● **Goal**:
Beginning at the line that contains "the wire basket.", reproduce every line to the end of the material without changing any of them.

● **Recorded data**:
****************

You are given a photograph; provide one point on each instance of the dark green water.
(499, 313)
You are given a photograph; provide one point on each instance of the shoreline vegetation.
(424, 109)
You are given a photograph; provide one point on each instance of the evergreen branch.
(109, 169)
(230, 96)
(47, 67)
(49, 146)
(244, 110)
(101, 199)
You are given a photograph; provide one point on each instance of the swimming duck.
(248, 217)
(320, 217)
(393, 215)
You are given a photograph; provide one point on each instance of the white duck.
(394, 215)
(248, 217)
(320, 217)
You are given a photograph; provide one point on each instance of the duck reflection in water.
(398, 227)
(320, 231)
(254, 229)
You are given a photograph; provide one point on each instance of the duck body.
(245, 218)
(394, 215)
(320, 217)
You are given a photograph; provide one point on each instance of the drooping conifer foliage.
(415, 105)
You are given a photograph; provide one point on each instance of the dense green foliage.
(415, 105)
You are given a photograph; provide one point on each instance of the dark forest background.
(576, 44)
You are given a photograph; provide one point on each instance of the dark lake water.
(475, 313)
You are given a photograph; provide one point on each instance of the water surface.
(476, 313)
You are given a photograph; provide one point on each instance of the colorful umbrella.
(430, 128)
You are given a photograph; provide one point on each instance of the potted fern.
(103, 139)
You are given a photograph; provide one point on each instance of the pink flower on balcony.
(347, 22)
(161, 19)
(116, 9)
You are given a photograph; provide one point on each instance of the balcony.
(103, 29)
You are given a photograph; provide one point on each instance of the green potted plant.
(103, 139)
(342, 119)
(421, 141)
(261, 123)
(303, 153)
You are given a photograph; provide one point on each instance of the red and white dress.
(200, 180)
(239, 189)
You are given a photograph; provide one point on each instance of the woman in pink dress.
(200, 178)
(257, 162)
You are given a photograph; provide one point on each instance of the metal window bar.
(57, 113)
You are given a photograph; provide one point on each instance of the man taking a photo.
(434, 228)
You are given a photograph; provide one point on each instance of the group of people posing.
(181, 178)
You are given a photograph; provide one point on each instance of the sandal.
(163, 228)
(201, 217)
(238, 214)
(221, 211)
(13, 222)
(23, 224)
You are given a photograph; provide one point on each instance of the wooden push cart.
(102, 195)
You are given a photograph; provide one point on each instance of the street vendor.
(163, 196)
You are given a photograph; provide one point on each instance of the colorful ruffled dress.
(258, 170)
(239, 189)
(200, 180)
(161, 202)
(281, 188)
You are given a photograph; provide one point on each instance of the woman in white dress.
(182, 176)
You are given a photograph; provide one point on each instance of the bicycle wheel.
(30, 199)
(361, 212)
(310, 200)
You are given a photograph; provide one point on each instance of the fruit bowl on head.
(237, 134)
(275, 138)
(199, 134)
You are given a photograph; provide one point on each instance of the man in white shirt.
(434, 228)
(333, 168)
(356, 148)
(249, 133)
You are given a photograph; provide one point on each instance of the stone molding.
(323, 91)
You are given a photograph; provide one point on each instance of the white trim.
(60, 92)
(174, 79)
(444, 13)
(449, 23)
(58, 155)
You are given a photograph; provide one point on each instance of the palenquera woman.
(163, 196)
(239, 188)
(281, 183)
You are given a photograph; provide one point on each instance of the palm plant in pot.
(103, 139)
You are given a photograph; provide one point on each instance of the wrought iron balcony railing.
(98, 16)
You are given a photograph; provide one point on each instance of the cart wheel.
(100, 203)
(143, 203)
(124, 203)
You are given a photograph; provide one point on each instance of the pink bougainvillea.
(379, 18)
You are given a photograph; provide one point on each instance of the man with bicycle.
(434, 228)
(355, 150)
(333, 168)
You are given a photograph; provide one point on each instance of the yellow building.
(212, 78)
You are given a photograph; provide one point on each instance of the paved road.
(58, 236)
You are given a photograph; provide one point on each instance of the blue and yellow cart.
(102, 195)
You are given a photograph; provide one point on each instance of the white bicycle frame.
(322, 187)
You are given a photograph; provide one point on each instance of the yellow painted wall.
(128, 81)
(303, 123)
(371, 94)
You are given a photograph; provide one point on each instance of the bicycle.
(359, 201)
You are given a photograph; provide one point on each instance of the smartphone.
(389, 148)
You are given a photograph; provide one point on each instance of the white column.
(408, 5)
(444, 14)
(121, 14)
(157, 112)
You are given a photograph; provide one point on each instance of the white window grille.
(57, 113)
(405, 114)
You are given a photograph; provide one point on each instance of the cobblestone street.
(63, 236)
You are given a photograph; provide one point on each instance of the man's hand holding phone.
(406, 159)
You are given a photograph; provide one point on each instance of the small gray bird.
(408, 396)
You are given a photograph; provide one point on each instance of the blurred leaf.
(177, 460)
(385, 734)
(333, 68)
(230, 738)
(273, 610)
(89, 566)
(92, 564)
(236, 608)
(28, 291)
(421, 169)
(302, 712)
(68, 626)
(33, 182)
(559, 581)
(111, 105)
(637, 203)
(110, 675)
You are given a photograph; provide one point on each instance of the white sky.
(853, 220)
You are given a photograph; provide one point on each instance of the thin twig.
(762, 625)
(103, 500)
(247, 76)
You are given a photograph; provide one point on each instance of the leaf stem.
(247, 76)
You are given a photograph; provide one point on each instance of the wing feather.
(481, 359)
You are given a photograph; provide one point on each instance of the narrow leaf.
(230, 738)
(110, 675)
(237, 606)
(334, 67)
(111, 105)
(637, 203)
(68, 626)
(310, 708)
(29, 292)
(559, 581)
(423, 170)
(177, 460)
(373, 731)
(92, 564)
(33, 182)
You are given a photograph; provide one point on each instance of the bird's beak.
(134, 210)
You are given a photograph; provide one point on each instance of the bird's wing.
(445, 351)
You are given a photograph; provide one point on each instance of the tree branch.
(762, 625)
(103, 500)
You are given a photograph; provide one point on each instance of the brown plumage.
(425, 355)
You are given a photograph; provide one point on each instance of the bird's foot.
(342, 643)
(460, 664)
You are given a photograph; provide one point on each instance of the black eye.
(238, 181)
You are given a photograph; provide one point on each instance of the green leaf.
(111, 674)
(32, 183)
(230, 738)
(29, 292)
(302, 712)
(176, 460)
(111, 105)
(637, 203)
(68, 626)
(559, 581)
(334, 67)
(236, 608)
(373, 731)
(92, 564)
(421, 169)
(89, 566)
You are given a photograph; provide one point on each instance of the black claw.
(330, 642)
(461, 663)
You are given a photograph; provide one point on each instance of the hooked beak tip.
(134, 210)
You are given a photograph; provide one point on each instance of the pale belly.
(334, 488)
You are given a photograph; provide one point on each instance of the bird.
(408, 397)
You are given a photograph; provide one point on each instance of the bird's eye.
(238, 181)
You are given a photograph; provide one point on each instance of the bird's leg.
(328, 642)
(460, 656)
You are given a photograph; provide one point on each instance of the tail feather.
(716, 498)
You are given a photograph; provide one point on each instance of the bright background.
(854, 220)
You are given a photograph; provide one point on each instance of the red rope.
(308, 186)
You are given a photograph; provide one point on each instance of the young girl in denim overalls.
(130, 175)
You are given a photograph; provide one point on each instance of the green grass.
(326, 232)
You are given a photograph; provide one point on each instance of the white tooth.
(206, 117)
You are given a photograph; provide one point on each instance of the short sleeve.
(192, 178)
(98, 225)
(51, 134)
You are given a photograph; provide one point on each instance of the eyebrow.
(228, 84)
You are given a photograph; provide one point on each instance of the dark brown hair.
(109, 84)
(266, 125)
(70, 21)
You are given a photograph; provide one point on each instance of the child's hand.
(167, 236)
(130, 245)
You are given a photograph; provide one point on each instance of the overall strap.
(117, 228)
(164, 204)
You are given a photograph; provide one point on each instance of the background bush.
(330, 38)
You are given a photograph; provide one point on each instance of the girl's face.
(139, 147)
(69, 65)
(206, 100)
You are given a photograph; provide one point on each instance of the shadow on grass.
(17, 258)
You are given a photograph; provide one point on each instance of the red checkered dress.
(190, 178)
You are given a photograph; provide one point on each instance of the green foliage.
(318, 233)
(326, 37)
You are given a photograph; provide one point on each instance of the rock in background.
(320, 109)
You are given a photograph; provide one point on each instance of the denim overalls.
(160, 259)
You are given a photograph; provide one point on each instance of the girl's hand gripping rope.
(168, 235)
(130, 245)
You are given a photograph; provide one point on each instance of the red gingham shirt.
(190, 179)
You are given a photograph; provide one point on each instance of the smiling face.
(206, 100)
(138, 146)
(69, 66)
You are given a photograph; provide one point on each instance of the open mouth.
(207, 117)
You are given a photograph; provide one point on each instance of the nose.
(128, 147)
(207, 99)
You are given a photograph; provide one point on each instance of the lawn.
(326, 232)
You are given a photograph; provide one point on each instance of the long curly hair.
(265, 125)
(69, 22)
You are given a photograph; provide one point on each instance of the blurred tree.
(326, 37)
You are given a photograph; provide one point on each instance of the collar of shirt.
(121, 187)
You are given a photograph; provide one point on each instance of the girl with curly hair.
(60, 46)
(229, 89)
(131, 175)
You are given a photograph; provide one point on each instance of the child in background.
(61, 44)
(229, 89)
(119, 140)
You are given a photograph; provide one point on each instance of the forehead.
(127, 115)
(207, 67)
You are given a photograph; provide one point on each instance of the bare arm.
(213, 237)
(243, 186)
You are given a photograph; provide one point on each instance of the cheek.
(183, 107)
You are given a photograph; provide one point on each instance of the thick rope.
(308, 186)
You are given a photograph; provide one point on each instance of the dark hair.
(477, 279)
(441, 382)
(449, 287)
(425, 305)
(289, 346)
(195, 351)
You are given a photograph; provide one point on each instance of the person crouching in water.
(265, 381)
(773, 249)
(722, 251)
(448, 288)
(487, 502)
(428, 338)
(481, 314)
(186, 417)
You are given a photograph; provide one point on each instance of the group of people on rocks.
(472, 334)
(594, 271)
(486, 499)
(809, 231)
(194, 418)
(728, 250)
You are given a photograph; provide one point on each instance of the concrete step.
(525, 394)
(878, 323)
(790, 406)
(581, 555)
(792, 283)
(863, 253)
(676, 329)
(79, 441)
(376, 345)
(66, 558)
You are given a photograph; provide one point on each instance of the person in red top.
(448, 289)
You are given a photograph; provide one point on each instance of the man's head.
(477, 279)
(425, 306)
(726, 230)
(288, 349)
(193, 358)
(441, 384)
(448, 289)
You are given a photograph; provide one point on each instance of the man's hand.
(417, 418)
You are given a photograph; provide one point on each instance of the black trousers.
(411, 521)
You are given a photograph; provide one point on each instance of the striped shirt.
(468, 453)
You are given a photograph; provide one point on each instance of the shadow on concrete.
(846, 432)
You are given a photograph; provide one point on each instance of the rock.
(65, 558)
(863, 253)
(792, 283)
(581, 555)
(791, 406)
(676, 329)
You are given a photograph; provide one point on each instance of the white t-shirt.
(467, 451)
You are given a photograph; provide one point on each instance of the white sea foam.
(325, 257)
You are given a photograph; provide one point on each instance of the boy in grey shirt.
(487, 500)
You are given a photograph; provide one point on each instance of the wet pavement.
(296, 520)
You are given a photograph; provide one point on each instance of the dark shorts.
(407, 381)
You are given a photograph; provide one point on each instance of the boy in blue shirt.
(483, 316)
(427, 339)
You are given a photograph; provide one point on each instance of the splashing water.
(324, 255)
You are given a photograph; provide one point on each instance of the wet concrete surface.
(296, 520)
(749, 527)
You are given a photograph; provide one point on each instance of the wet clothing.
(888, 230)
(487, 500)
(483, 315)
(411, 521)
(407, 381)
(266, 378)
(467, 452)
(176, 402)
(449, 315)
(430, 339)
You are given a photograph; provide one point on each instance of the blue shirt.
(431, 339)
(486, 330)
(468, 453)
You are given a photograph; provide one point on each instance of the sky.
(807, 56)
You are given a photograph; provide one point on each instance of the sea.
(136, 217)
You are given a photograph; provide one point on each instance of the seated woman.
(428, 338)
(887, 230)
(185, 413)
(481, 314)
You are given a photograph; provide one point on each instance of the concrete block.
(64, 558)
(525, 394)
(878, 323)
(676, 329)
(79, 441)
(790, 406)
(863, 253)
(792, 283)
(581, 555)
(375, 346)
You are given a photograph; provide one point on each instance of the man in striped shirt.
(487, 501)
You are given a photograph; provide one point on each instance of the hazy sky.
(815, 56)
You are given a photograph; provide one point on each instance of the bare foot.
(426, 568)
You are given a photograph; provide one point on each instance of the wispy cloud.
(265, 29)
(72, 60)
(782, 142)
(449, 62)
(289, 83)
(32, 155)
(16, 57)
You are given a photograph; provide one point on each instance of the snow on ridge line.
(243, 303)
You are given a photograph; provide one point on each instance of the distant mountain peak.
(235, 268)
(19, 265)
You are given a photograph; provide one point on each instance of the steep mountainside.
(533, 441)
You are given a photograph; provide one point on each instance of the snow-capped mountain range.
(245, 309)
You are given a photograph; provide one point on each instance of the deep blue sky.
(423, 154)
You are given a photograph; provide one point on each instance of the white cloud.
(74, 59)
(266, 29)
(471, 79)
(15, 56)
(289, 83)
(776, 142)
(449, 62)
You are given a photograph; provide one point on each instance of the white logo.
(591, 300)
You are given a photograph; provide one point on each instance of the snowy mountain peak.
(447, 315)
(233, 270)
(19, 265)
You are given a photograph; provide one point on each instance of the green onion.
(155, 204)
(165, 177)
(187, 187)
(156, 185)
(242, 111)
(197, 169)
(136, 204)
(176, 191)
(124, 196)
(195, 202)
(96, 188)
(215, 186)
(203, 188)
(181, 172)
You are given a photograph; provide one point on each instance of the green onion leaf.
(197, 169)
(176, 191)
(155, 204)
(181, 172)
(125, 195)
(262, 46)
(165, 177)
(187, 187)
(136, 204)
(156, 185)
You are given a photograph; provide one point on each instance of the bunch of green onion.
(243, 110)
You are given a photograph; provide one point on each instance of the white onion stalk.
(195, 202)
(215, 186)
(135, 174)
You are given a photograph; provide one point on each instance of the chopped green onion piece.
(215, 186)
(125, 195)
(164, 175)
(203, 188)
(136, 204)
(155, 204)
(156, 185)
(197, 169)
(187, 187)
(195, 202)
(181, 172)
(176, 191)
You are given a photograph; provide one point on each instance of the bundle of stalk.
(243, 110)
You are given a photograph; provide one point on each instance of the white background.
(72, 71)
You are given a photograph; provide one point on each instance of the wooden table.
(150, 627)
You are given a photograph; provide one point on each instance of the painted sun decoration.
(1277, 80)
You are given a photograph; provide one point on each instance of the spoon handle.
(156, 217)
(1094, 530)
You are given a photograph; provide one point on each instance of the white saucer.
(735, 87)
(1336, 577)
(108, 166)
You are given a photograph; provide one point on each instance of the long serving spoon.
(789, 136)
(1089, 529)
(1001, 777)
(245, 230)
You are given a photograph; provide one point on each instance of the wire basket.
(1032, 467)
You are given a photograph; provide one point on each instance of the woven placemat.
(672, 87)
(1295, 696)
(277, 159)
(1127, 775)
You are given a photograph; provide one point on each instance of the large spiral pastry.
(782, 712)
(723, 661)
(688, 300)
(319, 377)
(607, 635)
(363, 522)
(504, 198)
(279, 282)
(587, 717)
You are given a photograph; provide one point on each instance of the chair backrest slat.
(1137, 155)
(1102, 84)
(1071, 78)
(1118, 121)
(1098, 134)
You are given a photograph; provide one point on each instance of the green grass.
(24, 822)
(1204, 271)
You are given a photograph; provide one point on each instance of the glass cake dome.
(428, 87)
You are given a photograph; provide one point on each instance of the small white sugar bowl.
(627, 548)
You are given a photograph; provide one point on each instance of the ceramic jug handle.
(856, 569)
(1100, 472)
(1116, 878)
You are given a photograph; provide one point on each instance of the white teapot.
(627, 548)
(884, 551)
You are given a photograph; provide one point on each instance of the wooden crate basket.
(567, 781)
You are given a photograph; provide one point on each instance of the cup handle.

****************

● **Exercise response**:
You are given a photograph; provide one point on each instance of the wire basket.
(1032, 467)
You are given a photograph; provide one point on each instance of the woven placemat.
(672, 87)
(1295, 696)
(277, 159)
(1127, 775)
You are given a photograph; provide one point on each instance of the large spiral pastry.
(782, 712)
(723, 661)
(688, 300)
(319, 377)
(607, 635)
(363, 522)
(504, 198)
(279, 282)
(587, 717)
You are given a photograph; provide one point on each instance of the chair backrest slat.
(1137, 155)
(1102, 84)
(1071, 78)
(1118, 121)
(1098, 134)
You are given a photograph; provide one point on each instance of the green grass.
(24, 822)
(1204, 271)
You are given a photograph; provide one point on each instance of the glass cake dome.
(428, 87)
You are given a photograph; provide one point on each instance of the small white sugar bowl.
(627, 548)
You are given a photograph; provide one point on each instance of the ceramic jug handle.
(856, 569)
(1100, 472)
(1116, 878)
You are given a photograph; provide one point on each instance of the white teapot.
(627, 548)
(884, 551)
You are given a photograph; provide one point on each instance of the wooden crate basket.
(567, 781)
You are given a photograph; provide one point on each instance of the cup handle.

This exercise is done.